PROBLEM DESCRIPTION ▸ From the first line to the last, write out the records exactly.
(INFORMATION GIVEN)
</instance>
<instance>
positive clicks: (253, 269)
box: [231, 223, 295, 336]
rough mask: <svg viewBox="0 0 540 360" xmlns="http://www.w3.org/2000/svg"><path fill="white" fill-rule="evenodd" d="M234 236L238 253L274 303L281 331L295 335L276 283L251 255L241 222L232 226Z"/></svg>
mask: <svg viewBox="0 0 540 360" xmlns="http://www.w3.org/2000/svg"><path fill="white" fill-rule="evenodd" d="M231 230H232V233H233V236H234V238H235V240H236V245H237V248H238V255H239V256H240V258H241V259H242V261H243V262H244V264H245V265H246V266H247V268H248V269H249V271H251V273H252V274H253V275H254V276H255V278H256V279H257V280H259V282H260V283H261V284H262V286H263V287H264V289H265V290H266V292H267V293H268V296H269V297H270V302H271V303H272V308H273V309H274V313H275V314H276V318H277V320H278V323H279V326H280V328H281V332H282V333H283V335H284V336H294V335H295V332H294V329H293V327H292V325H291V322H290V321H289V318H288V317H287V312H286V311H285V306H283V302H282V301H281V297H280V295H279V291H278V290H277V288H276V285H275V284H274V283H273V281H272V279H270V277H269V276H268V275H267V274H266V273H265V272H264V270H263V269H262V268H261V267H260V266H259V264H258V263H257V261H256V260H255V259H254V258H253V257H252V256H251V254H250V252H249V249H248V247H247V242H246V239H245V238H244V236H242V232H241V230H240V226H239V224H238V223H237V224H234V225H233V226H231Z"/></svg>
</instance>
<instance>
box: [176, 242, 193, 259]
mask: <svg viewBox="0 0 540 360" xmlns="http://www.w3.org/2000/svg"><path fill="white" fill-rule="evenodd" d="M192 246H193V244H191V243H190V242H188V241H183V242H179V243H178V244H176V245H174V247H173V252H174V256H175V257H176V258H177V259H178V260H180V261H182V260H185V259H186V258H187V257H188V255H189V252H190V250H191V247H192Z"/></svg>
(End INFORMATION GIVEN)
RESULT OF THIS TASK ▸
</instance>
<instance>
positive clicks: (253, 269)
box: [231, 223, 295, 336]
rough mask: <svg viewBox="0 0 540 360" xmlns="http://www.w3.org/2000/svg"><path fill="white" fill-rule="evenodd" d="M234 236L238 253L274 303L281 331L295 335L276 283L251 255L241 222L232 226Z"/></svg>
mask: <svg viewBox="0 0 540 360" xmlns="http://www.w3.org/2000/svg"><path fill="white" fill-rule="evenodd" d="M231 230H232V233H233V236H234V238H235V240H236V245H237V248H238V255H239V256H240V258H241V259H242V261H243V262H244V264H245V265H246V266H247V268H248V269H249V271H251V273H252V274H253V275H254V276H255V278H256V279H257V280H259V282H260V283H261V284H262V286H263V287H264V289H265V290H266V292H267V293H268V296H269V297H270V302H271V303H272V308H273V309H274V313H275V314H276V318H277V320H278V323H279V326H280V328H281V332H282V333H283V335H284V336H294V335H295V332H294V329H293V327H292V325H291V322H290V321H289V318H288V317H287V312H286V311H285V306H283V302H282V301H281V297H280V295H279V291H278V290H277V288H276V285H275V284H274V283H273V281H272V279H270V277H269V276H268V275H267V274H266V273H265V272H264V270H263V269H262V268H261V267H260V266H259V264H258V263H257V261H256V260H255V259H254V258H253V257H252V256H251V254H250V252H249V249H248V247H247V242H246V239H245V238H244V236H242V232H241V230H240V226H239V224H238V223H237V224H234V225H233V226H231Z"/></svg>
</instance>
<instance>
box: [176, 242, 193, 259]
mask: <svg viewBox="0 0 540 360" xmlns="http://www.w3.org/2000/svg"><path fill="white" fill-rule="evenodd" d="M192 246H193V244H191V243H190V242H188V241H183V242H179V243H178V244H176V245H174V247H173V252H174V256H175V257H176V258H177V259H178V260H180V261H182V260H185V259H186V258H187V257H188V255H189V252H190V250H191V247H192Z"/></svg>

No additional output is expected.